**DATASET RECORDS**

☆ ☆ ☆ ☆

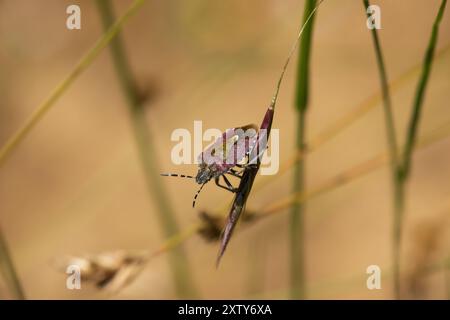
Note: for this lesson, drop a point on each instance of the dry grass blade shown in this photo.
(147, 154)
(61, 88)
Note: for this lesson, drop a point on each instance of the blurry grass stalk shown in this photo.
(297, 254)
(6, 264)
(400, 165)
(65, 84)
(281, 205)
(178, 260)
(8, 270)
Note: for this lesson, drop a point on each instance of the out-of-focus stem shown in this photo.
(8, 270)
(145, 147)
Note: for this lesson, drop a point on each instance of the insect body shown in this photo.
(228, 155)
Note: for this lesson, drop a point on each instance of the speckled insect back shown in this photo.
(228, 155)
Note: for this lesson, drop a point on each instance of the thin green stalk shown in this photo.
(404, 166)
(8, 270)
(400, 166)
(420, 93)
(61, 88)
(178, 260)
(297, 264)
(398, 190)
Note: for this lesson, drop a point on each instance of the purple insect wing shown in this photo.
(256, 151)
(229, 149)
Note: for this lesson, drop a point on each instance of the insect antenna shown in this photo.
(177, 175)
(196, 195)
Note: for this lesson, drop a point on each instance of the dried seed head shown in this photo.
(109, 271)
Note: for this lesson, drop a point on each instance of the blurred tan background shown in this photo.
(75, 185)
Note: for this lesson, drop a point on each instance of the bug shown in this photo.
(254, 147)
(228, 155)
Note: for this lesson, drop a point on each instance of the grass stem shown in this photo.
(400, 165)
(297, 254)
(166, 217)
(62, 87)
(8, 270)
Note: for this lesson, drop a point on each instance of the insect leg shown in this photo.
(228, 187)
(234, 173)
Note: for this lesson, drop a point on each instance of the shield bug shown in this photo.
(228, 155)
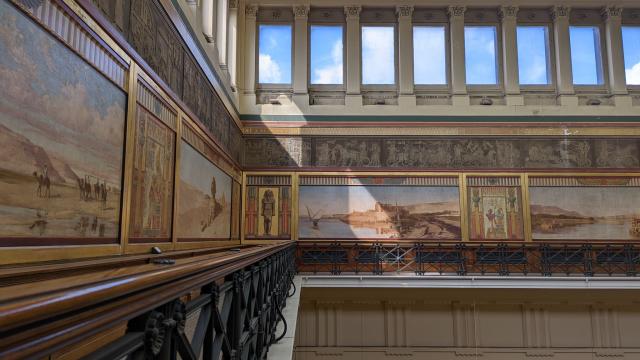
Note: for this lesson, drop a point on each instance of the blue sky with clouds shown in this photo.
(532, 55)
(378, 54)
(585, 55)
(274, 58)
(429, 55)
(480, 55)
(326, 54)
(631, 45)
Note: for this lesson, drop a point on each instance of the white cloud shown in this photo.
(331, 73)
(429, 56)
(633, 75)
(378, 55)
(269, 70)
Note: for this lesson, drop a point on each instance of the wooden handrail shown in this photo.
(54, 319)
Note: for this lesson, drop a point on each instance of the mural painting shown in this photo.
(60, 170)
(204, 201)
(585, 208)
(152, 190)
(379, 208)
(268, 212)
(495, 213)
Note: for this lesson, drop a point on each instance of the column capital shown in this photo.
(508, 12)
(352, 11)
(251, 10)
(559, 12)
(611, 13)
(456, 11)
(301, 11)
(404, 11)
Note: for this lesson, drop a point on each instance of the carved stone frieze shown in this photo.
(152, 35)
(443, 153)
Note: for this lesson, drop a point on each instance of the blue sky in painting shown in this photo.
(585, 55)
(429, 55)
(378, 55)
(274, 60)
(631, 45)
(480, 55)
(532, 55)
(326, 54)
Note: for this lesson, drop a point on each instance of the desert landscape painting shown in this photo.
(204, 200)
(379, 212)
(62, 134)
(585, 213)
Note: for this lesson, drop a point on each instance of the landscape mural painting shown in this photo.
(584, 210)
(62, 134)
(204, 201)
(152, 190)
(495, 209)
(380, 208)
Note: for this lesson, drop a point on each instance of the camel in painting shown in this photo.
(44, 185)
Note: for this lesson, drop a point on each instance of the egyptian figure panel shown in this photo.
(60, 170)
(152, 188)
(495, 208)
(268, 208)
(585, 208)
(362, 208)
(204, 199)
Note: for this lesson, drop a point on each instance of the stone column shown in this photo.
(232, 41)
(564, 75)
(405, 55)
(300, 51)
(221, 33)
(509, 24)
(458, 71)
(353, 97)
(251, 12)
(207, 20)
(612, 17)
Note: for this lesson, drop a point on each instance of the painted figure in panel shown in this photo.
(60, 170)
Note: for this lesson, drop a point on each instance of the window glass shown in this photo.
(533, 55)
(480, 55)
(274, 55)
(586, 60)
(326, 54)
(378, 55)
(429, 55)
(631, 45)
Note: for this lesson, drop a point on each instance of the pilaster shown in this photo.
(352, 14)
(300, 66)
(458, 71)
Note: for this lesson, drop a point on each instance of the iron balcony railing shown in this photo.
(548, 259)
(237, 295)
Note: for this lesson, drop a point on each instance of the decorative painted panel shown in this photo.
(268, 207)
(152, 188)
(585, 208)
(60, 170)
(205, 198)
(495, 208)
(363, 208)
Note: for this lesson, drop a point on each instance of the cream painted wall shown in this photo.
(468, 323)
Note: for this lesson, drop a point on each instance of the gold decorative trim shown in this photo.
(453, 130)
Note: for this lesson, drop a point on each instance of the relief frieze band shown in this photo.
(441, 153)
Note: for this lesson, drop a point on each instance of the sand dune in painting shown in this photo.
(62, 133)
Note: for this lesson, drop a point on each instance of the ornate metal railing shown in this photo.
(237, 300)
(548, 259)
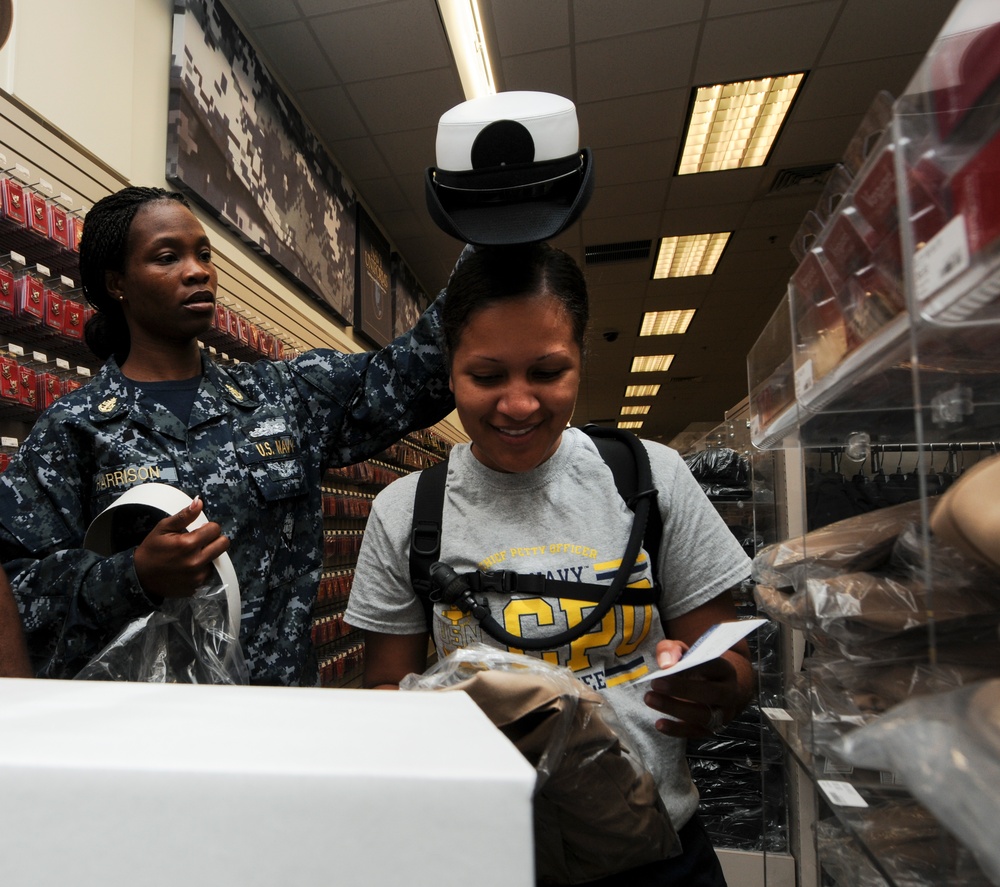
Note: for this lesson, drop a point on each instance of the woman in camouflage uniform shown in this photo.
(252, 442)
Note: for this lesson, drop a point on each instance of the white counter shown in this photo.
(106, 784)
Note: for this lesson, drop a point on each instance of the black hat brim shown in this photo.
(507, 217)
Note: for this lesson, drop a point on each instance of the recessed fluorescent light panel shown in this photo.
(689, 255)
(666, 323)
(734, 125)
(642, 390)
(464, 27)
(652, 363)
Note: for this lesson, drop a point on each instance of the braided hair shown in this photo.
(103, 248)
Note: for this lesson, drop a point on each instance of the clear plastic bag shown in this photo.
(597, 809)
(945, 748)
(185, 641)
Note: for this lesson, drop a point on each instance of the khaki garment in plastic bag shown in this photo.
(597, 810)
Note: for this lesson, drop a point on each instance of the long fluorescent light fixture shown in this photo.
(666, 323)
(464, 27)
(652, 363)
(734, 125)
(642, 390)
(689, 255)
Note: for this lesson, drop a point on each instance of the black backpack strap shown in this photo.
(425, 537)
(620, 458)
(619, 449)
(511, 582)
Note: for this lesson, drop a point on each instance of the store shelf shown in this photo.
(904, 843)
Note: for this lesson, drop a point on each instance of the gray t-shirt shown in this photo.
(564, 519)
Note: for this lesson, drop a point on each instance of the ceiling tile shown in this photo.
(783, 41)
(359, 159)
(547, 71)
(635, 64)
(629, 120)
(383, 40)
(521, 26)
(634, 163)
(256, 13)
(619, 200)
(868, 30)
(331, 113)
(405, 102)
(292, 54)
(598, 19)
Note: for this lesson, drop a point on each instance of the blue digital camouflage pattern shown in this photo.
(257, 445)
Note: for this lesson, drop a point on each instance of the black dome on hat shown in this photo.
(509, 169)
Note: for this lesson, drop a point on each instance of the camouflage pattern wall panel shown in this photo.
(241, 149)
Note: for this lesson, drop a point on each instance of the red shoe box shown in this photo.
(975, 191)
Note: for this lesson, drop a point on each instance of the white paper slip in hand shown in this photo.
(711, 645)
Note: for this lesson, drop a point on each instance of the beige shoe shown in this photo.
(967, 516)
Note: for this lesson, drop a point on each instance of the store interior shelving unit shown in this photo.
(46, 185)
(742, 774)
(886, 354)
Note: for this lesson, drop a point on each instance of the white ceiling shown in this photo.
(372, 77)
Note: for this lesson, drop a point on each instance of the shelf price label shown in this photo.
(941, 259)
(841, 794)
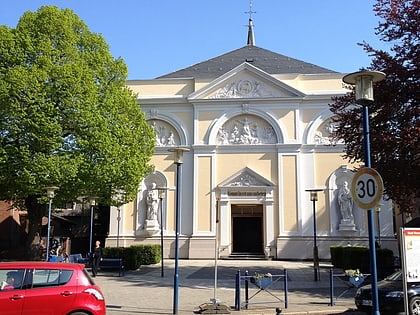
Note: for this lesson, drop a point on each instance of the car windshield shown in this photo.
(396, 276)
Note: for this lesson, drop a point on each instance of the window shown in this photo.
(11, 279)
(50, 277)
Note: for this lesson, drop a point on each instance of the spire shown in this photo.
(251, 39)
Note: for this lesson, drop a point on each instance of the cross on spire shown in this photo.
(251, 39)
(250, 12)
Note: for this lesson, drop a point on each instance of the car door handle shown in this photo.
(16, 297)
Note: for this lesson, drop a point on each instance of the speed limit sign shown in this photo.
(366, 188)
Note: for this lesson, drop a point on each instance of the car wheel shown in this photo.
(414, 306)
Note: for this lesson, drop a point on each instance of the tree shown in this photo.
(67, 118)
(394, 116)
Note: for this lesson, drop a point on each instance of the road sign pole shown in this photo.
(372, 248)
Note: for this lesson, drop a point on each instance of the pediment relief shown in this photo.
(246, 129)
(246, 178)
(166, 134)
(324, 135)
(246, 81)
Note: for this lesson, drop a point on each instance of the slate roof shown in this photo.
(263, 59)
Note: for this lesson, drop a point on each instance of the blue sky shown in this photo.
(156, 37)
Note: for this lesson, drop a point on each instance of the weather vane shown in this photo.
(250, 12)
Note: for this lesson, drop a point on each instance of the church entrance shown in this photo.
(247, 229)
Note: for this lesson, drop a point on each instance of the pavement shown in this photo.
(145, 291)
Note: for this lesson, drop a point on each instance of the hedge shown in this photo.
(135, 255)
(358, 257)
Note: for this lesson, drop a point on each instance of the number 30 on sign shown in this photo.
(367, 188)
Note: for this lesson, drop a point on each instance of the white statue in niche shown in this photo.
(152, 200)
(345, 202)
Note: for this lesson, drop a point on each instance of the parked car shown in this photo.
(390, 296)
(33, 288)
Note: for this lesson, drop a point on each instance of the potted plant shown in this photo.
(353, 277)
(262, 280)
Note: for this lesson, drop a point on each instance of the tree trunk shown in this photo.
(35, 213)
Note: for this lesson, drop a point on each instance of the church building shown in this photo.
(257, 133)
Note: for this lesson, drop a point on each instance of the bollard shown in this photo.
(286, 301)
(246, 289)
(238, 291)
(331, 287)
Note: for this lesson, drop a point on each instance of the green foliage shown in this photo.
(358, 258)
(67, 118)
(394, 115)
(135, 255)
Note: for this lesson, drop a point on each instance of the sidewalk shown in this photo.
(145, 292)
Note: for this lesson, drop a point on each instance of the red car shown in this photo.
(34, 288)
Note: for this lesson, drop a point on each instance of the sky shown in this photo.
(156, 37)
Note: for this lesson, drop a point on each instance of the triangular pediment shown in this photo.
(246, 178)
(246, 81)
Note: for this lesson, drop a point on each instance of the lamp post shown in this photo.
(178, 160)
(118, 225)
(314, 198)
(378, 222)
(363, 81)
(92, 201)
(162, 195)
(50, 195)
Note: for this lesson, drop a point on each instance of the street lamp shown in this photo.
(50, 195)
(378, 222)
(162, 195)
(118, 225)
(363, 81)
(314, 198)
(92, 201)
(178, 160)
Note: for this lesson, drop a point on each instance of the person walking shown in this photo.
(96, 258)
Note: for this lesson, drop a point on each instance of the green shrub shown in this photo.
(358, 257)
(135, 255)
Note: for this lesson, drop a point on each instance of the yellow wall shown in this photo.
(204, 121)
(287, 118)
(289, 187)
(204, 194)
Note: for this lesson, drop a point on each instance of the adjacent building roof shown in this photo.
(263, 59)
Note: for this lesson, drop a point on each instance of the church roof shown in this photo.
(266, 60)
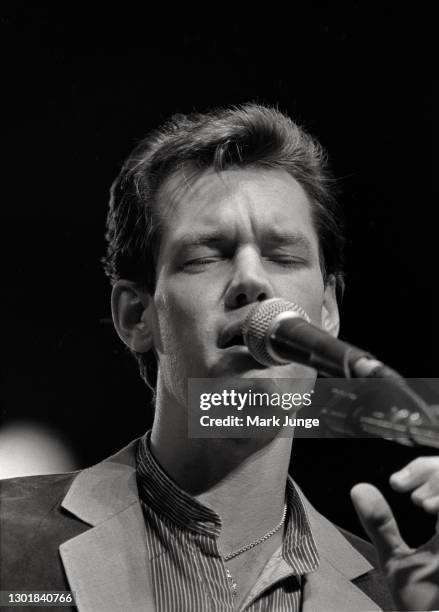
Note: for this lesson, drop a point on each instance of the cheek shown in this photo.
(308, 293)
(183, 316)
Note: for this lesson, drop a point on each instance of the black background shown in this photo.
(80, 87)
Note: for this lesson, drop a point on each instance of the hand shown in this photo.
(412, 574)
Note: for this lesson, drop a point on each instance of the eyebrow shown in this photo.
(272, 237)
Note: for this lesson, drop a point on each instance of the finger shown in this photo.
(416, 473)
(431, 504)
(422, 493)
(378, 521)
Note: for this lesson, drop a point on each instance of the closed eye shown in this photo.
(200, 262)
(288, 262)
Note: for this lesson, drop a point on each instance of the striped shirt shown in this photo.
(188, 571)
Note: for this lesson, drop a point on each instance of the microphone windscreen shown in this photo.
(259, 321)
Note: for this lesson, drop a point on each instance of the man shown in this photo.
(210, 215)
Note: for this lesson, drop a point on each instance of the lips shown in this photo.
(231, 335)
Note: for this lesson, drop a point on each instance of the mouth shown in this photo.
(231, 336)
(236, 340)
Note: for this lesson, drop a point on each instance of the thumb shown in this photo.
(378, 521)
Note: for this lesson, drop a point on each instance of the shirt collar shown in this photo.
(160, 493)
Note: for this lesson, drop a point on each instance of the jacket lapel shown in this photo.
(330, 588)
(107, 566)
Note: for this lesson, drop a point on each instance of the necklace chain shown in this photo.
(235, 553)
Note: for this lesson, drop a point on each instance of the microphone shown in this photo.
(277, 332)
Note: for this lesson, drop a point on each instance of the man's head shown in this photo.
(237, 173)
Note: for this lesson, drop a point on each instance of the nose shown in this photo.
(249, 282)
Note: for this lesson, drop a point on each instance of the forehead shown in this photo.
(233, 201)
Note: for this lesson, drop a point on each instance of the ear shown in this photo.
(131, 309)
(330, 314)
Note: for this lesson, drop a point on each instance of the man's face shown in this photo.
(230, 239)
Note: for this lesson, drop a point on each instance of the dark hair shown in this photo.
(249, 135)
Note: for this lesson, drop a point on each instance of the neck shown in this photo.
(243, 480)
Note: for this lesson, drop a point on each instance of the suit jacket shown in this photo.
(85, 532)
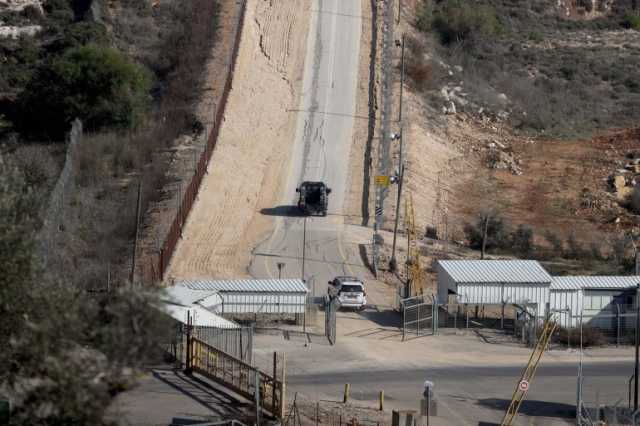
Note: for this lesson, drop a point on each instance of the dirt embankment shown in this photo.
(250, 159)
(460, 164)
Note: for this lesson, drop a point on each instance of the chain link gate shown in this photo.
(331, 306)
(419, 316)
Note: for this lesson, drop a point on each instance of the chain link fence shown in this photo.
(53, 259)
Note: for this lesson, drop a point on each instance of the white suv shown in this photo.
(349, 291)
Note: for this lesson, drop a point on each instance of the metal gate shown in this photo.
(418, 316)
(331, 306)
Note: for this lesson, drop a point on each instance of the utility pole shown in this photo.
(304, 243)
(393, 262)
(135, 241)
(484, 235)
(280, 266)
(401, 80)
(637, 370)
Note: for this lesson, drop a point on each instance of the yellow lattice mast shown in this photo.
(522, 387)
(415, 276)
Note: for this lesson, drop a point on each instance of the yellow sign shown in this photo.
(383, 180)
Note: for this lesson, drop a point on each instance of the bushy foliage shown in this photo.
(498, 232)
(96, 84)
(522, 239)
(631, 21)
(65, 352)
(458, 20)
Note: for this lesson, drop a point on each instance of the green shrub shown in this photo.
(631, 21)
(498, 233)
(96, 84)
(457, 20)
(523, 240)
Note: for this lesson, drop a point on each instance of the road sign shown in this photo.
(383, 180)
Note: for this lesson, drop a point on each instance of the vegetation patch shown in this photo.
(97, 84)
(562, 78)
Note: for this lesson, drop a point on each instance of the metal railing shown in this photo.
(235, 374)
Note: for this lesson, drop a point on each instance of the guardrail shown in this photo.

☆ ☆ ☆ ☆

**WORK INSTRUCTIONS**
Please quote nothing but the lines from the line with "mast shown in this photo." through the end of the data above, exactly as written, ends included.

**SOLVED EXERCISE**
Note: for this lesson, drop a point on each instance of the yellow lattice mast shown in this photo.
(522, 387)
(415, 276)
Note: for this lesson, drop a point on each instance of the yellow sign shown in this photo.
(383, 180)
Note: for this lesson, drop a point on each instance of the bushy foliage shown in this photo.
(498, 232)
(96, 84)
(522, 239)
(631, 21)
(65, 352)
(458, 20)
Note: for this lesson, drop a point on each instance of the green shrub shown in this photo.
(631, 21)
(498, 233)
(96, 84)
(457, 20)
(523, 240)
Note: for this lesson, drop a point on each instance of the road sign shown in this photo.
(383, 180)
Note: for this lesson, drop a point on each instance of the vegetation patch shown in this photo.
(97, 84)
(562, 78)
Note: for this lesson, drop a point on each instance of the metal railing shown in this photo.
(235, 374)
Note: for this lesson, drop a point on each instance of the guardrail shown in this photo.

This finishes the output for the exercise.